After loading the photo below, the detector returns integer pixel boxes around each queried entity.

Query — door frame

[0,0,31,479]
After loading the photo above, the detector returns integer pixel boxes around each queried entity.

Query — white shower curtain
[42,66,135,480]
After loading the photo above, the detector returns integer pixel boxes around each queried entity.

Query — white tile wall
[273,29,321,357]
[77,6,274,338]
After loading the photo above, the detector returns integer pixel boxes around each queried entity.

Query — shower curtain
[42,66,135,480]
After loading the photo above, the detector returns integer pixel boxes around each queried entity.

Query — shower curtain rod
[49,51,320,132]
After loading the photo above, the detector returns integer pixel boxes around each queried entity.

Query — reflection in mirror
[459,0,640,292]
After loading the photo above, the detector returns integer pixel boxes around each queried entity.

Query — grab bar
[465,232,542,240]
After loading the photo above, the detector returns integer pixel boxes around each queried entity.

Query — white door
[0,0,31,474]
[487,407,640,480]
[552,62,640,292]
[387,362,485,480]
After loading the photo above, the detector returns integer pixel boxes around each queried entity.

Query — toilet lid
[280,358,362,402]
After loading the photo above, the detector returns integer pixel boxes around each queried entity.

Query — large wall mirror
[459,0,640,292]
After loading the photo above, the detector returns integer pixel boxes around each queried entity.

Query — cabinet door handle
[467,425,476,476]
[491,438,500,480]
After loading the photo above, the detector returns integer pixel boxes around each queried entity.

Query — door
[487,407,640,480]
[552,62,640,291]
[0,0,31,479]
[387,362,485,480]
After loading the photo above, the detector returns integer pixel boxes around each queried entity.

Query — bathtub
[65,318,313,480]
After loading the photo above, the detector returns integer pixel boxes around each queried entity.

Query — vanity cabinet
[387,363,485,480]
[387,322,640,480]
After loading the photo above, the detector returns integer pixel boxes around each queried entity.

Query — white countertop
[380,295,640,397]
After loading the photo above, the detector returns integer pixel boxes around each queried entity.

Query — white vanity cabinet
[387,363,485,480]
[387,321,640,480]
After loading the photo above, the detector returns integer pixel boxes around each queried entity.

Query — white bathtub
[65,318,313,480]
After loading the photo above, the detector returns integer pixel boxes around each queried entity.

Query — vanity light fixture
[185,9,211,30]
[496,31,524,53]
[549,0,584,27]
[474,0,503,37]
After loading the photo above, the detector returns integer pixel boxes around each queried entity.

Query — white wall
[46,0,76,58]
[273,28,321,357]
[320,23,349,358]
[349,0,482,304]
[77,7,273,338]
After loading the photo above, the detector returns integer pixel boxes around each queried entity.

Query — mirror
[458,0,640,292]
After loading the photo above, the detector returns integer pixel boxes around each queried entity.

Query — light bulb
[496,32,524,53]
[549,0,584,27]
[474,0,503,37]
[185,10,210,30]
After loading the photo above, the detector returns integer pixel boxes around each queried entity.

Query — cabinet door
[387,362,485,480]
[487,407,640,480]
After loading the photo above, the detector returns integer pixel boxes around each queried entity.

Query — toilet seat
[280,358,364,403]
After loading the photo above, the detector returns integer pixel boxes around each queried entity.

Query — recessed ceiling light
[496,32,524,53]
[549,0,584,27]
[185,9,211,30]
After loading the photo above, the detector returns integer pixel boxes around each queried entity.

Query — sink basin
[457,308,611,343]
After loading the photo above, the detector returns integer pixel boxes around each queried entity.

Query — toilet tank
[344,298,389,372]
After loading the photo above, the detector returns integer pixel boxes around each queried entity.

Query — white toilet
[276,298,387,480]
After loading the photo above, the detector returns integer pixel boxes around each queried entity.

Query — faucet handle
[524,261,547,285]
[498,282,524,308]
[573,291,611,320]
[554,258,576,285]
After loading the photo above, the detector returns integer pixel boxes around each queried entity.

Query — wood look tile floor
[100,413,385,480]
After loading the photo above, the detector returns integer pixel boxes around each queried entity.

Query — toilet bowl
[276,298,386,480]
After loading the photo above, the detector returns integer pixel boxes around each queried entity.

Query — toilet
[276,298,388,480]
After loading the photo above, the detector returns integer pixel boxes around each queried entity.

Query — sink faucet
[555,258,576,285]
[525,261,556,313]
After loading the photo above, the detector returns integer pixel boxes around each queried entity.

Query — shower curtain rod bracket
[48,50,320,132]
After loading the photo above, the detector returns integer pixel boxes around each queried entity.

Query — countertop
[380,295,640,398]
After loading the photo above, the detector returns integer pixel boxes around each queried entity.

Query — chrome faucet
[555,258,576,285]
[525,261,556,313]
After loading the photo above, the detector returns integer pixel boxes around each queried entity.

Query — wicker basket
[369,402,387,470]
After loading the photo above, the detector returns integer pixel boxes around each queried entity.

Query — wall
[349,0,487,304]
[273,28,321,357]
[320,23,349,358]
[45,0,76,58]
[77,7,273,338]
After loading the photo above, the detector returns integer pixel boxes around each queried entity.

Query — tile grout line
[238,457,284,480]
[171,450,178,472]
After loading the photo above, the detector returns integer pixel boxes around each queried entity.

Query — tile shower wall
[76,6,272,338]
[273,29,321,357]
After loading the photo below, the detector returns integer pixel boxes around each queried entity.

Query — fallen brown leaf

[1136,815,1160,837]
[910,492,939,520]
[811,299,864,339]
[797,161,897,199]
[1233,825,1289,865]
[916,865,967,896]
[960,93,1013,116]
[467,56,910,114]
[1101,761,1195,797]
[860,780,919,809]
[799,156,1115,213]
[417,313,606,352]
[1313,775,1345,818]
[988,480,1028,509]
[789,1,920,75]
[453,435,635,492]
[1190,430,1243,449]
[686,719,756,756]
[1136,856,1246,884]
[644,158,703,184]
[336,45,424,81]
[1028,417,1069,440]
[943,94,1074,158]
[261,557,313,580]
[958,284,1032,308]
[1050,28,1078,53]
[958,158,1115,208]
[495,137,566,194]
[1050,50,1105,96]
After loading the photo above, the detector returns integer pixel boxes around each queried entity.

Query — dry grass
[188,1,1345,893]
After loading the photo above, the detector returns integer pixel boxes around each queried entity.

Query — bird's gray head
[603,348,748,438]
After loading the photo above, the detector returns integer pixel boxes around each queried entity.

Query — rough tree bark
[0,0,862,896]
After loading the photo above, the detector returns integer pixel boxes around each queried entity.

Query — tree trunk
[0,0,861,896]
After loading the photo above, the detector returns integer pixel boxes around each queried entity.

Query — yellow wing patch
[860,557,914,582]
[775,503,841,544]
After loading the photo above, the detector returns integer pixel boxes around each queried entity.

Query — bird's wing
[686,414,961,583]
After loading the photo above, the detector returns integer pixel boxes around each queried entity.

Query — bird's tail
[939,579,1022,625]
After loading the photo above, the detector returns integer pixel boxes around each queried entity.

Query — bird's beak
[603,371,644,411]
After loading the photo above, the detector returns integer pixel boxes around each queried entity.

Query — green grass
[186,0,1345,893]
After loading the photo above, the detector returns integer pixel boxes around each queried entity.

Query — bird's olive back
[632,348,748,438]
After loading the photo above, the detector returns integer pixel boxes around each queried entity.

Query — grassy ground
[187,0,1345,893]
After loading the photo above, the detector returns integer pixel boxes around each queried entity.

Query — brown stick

· · · · ·

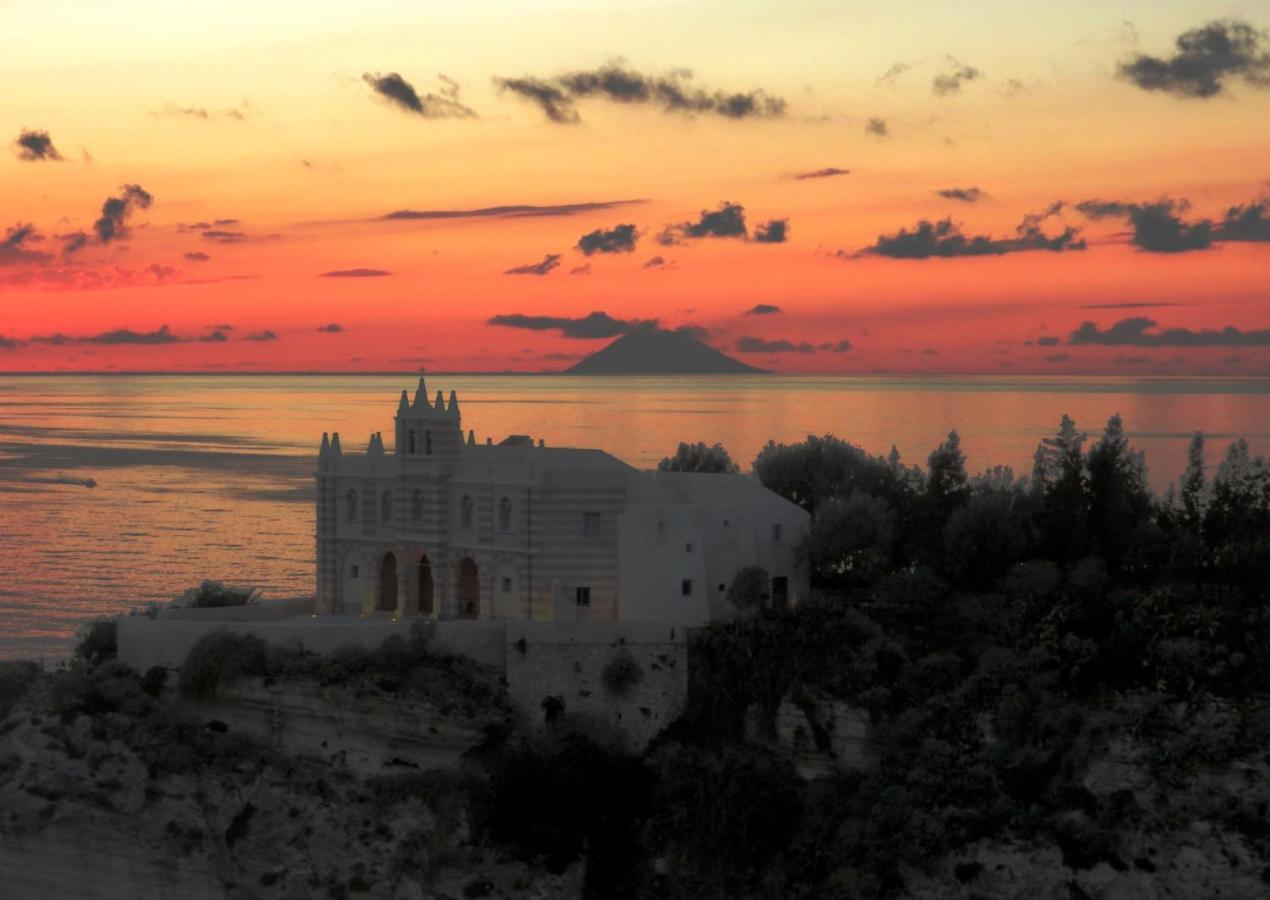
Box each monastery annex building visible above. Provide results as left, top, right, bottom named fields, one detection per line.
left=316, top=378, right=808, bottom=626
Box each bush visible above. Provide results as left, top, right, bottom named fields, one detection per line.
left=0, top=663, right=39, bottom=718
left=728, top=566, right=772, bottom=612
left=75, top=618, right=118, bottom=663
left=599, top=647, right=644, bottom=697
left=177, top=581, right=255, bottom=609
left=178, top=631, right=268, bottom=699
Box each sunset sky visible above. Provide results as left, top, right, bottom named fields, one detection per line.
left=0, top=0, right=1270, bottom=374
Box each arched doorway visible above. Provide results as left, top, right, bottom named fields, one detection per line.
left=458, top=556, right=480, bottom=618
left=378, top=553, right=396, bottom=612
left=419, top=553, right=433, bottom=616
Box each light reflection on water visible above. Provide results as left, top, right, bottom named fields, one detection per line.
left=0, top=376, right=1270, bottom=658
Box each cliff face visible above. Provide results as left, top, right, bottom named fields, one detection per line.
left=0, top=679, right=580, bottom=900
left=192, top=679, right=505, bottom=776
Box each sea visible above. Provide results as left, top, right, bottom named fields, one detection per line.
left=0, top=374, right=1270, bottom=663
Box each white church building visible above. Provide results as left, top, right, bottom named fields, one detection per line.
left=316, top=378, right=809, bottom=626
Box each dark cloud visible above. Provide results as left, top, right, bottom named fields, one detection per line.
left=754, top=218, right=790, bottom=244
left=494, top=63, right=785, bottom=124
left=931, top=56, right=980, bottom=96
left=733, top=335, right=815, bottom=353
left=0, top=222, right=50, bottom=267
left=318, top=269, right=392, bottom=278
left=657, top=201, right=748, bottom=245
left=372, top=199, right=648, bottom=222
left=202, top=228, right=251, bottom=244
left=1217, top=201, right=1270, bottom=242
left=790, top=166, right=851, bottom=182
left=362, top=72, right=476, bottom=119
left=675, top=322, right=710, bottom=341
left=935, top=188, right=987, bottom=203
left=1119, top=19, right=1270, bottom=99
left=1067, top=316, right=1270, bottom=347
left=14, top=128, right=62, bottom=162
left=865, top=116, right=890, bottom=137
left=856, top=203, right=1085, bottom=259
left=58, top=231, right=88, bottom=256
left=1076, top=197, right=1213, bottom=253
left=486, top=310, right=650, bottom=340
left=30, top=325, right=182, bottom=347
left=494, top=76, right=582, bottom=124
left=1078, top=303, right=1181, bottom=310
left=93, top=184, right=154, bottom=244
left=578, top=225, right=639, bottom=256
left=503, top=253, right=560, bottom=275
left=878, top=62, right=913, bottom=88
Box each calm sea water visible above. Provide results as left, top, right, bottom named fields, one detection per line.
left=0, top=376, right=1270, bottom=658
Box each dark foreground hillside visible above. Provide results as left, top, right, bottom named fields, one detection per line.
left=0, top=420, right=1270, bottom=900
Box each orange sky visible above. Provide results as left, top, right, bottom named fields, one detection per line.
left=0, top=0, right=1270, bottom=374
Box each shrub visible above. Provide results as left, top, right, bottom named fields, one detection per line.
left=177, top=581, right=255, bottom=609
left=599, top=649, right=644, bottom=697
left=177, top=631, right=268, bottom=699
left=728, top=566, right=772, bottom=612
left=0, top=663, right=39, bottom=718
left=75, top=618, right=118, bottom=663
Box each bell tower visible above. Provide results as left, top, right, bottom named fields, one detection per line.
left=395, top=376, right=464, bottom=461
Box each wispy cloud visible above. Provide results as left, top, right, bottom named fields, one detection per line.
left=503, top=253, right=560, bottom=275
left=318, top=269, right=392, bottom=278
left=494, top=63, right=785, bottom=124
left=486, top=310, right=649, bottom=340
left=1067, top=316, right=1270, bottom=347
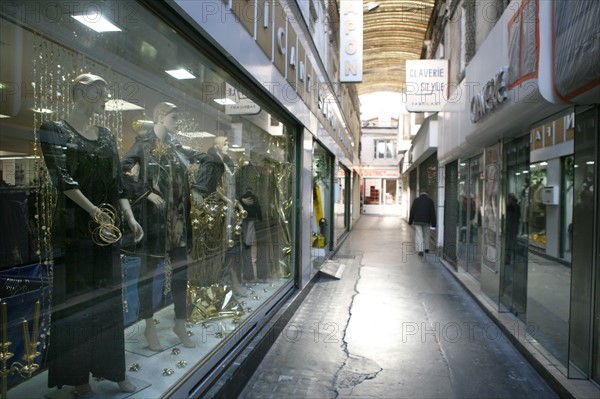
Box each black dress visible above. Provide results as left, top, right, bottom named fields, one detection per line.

· · · · ·

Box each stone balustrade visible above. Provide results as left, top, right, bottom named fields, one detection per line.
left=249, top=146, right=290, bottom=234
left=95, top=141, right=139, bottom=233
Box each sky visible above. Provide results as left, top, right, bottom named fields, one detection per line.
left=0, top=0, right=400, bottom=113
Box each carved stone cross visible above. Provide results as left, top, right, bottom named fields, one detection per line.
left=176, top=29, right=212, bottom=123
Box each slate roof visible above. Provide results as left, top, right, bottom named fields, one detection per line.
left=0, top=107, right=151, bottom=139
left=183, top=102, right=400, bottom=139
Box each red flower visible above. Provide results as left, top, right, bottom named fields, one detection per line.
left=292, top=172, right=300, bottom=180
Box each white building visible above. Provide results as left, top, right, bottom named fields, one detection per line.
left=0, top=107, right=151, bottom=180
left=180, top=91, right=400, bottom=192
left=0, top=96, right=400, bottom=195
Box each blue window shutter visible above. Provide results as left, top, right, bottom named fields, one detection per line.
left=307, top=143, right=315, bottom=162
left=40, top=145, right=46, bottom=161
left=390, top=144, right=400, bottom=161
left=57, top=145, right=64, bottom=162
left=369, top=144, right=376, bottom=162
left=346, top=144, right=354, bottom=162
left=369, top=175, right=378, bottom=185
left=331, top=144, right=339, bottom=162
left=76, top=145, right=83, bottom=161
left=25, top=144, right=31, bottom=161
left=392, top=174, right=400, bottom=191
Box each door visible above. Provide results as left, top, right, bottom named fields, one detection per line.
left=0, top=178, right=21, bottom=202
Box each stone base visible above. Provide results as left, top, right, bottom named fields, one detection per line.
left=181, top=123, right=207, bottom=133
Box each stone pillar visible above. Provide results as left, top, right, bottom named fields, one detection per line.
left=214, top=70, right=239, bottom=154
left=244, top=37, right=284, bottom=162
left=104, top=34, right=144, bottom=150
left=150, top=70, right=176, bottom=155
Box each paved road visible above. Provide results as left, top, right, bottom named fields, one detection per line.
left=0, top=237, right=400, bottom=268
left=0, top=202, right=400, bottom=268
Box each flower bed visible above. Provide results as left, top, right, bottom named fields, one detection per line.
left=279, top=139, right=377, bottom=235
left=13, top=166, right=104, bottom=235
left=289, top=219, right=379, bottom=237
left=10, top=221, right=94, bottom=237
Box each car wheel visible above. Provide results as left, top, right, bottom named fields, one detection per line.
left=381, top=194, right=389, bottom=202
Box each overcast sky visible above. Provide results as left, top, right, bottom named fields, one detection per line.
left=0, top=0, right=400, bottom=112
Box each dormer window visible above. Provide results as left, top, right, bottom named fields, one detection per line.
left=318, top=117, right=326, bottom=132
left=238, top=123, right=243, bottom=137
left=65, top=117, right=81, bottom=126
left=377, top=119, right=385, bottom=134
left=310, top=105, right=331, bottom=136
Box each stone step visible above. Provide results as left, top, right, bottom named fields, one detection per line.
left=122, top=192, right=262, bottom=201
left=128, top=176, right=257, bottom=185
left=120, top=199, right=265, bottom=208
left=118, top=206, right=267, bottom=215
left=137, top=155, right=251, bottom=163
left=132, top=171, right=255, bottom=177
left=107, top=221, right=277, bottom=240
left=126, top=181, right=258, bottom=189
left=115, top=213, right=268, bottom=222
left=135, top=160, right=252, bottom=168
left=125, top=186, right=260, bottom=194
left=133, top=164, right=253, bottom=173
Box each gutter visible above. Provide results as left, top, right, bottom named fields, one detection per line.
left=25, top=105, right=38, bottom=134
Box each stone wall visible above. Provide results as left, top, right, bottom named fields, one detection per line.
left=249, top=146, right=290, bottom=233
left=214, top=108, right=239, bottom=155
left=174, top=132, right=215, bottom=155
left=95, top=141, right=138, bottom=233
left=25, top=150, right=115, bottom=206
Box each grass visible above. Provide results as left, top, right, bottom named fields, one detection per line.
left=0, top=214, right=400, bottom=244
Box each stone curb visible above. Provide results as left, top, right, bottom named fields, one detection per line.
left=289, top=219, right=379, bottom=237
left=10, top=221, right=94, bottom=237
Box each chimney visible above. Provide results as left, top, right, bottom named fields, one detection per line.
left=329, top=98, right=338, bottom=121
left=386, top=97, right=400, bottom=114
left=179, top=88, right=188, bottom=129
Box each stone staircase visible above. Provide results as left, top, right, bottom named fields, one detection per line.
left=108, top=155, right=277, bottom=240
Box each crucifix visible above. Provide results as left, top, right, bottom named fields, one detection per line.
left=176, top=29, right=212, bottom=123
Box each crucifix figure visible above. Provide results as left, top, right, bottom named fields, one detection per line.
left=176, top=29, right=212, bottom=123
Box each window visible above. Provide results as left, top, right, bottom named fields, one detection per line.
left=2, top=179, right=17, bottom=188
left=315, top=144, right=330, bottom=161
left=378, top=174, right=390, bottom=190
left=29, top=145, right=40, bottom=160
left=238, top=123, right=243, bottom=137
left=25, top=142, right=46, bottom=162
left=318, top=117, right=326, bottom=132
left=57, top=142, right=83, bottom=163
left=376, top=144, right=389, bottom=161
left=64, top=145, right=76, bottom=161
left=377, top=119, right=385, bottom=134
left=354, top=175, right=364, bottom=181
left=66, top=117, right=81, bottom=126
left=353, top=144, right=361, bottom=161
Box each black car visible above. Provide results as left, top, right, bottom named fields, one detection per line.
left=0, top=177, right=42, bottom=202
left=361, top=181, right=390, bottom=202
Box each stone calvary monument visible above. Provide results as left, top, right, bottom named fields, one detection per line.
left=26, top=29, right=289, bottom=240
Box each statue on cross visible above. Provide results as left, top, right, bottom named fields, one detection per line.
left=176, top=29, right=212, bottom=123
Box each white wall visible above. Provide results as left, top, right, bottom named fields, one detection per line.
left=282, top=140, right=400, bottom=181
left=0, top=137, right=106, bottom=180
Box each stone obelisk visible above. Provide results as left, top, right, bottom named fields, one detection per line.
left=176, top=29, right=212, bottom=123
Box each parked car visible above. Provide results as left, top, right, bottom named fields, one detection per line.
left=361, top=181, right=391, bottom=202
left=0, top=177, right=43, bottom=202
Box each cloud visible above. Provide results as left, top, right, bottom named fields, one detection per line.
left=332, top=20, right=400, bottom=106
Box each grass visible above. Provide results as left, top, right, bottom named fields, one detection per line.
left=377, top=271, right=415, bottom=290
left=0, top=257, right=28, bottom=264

· · · · ·

Goal:
Express the material from the line containing "Box each white church" to the line containing "left=316, top=378, right=809, bottom=626" as a JSON list of strings, with one string per line and blank lines omitted.

Task output:
[
  "Box each white church building visible above. Provide results as left, top, right, bottom named fields, one detection per line.",
  "left=316, top=378, right=809, bottom=626"
]